Given exercise: Output the full listing word for word.

Dataset rows:
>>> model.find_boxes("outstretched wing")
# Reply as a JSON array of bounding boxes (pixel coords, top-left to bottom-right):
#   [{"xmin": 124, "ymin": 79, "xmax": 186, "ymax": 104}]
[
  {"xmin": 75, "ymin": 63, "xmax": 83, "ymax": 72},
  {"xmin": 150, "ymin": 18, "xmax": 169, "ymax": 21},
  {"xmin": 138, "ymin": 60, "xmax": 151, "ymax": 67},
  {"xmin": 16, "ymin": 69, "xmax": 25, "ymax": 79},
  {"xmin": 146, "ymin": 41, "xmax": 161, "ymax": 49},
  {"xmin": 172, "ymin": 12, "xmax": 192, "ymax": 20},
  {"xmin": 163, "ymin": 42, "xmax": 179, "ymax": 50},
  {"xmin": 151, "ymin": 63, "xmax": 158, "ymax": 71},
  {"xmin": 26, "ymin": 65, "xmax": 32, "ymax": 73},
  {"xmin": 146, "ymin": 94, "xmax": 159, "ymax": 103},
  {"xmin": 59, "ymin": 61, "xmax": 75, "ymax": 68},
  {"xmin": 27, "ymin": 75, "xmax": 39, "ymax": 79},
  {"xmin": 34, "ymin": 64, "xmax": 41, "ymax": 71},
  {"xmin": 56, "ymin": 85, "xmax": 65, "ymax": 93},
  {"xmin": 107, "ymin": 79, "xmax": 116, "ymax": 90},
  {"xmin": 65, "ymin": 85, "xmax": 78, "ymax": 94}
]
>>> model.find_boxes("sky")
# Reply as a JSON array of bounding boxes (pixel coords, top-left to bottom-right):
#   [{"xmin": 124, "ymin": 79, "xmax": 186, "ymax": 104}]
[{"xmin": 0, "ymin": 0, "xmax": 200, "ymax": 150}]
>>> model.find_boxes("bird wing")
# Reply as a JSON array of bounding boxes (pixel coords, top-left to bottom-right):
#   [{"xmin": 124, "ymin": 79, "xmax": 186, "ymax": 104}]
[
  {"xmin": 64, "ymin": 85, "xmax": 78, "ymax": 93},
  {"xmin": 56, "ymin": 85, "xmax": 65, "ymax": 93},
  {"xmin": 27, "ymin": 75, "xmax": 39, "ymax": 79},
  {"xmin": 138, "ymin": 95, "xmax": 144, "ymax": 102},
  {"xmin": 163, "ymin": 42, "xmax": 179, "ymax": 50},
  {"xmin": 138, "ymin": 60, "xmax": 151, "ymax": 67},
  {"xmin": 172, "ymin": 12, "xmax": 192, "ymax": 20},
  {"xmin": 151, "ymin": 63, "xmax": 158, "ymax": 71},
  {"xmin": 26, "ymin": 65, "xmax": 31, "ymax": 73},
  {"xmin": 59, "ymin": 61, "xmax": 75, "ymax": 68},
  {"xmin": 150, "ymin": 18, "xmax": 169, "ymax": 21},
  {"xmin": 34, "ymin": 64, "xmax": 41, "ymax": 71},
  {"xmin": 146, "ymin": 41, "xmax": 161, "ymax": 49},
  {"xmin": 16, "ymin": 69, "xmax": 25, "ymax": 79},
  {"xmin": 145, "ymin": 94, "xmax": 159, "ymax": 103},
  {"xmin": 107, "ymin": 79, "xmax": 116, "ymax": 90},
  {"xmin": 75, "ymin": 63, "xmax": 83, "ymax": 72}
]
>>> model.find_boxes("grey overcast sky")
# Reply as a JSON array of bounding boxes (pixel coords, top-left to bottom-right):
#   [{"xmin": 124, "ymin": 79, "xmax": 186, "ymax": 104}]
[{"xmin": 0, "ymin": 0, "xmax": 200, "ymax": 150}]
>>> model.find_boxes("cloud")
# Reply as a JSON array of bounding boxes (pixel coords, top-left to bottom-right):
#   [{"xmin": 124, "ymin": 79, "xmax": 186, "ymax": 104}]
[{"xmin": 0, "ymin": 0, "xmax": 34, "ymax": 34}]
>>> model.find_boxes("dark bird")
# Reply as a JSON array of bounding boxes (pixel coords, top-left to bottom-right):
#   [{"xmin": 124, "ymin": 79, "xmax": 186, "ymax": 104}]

Task solution:
>>> model.find_boxes("outstretched wing")
# Reply as a JSON array of bounding boxes (pixel coords, top-left to bottom-right):
#   [{"xmin": 124, "ymin": 79, "xmax": 186, "ymax": 104}]
[
  {"xmin": 75, "ymin": 63, "xmax": 83, "ymax": 72},
  {"xmin": 150, "ymin": 18, "xmax": 169, "ymax": 21},
  {"xmin": 138, "ymin": 60, "xmax": 151, "ymax": 67},
  {"xmin": 16, "ymin": 69, "xmax": 25, "ymax": 79},
  {"xmin": 146, "ymin": 41, "xmax": 161, "ymax": 49},
  {"xmin": 172, "ymin": 12, "xmax": 192, "ymax": 20},
  {"xmin": 163, "ymin": 42, "xmax": 179, "ymax": 50},
  {"xmin": 151, "ymin": 63, "xmax": 158, "ymax": 71},
  {"xmin": 26, "ymin": 65, "xmax": 32, "ymax": 73},
  {"xmin": 146, "ymin": 94, "xmax": 159, "ymax": 103},
  {"xmin": 59, "ymin": 61, "xmax": 75, "ymax": 68},
  {"xmin": 27, "ymin": 75, "xmax": 39, "ymax": 79},
  {"xmin": 34, "ymin": 64, "xmax": 41, "ymax": 71},
  {"xmin": 56, "ymin": 85, "xmax": 65, "ymax": 93},
  {"xmin": 107, "ymin": 79, "xmax": 116, "ymax": 90},
  {"xmin": 65, "ymin": 85, "xmax": 78, "ymax": 94}
]
>>> model.find_boxes("sky")
# Reply as a JSON array of bounding boxes (pixel coords, top-left to bottom-right):
#   [{"xmin": 124, "ymin": 79, "xmax": 186, "ymax": 104}]
[{"xmin": 0, "ymin": 0, "xmax": 200, "ymax": 150}]
>>> model.find_boxes("bird wing")
# Reply as a JSON array of bounding boxes (pixel coords, top-left to bottom-right):
#   [{"xmin": 124, "ymin": 79, "xmax": 186, "ymax": 104}]
[
  {"xmin": 64, "ymin": 85, "xmax": 78, "ymax": 93},
  {"xmin": 56, "ymin": 85, "xmax": 65, "ymax": 93},
  {"xmin": 27, "ymin": 75, "xmax": 39, "ymax": 79},
  {"xmin": 138, "ymin": 95, "xmax": 144, "ymax": 102},
  {"xmin": 163, "ymin": 42, "xmax": 179, "ymax": 50},
  {"xmin": 138, "ymin": 60, "xmax": 151, "ymax": 67},
  {"xmin": 172, "ymin": 12, "xmax": 192, "ymax": 20},
  {"xmin": 151, "ymin": 63, "xmax": 158, "ymax": 71},
  {"xmin": 26, "ymin": 65, "xmax": 31, "ymax": 73},
  {"xmin": 59, "ymin": 61, "xmax": 75, "ymax": 68},
  {"xmin": 150, "ymin": 18, "xmax": 169, "ymax": 21},
  {"xmin": 34, "ymin": 64, "xmax": 41, "ymax": 71},
  {"xmin": 146, "ymin": 41, "xmax": 161, "ymax": 49},
  {"xmin": 16, "ymin": 69, "xmax": 25, "ymax": 79},
  {"xmin": 145, "ymin": 94, "xmax": 159, "ymax": 103},
  {"xmin": 107, "ymin": 79, "xmax": 116, "ymax": 90},
  {"xmin": 75, "ymin": 63, "xmax": 83, "ymax": 72}
]
>>> model.find_boxes("grey overcast sky")
# Reply as a JSON array of bounding boxes (pixel coords, top-left to bottom-right):
#   [{"xmin": 124, "ymin": 79, "xmax": 186, "ymax": 104}]
[{"xmin": 0, "ymin": 0, "xmax": 200, "ymax": 150}]
>>> model.find_boxes("cloud")
# Reply as a JSON array of bounding boxes (pixel coords, top-left to bottom-right):
#   [{"xmin": 124, "ymin": 79, "xmax": 186, "ymax": 104}]
[{"xmin": 0, "ymin": 0, "xmax": 34, "ymax": 34}]
>>> model.find_boxes("dark bird")
# Reply as a JSON array of bounding boxes (pixel coords, top-left to bottom-right):
#   [{"xmin": 124, "ymin": 79, "xmax": 186, "ymax": 104}]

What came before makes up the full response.